GIVEN INSTRUCTION:
Format each line of the listing below as a Markdown table with two columns, n for the row number and Line for the line itself, and skip any blank lines. Leave out the pictures.

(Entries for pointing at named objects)
* * * * * * * * *
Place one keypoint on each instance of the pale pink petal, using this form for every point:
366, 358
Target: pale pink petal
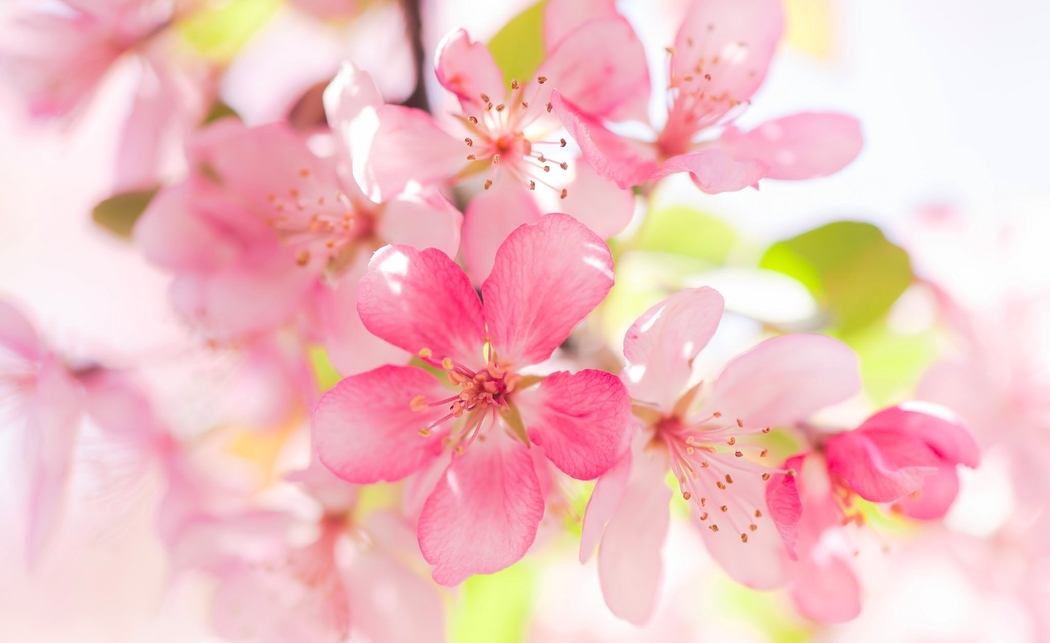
397, 146
490, 218
662, 345
752, 558
466, 68
630, 563
17, 333
581, 419
714, 170
365, 431
785, 379
601, 68
421, 299
422, 221
880, 464
546, 278
725, 48
799, 146
603, 503
625, 162
392, 604
484, 513
595, 202
561, 18
53, 422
* * * * * * * * *
FULL SOLUTION:
| n | Line |
|---|---|
| 1 | Place one keypoint on each instance of the pale pink petal, using this form for every point: |
| 2 | 366, 358 |
| 3 | Target: pale pink petal |
| 4 | 397, 146 |
| 5 | 490, 218 |
| 6 | 662, 345 |
| 7 | 752, 558 |
| 8 | 466, 68 |
| 9 | 630, 563 |
| 10 | 17, 333 |
| 11 | 581, 419 |
| 12 | 714, 170 |
| 13 | 365, 431 |
| 14 | 785, 379 |
| 15 | 601, 68 |
| 16 | 421, 299 |
| 17 | 422, 221 |
| 18 | 880, 464 |
| 19 | 546, 278 |
| 20 | 725, 48 |
| 21 | 799, 146 |
| 22 | 603, 503 |
| 23 | 625, 162 |
| 24 | 392, 604 |
| 25 | 484, 513 |
| 26 | 595, 202 |
| 27 | 561, 18 |
| 28 | 53, 422 |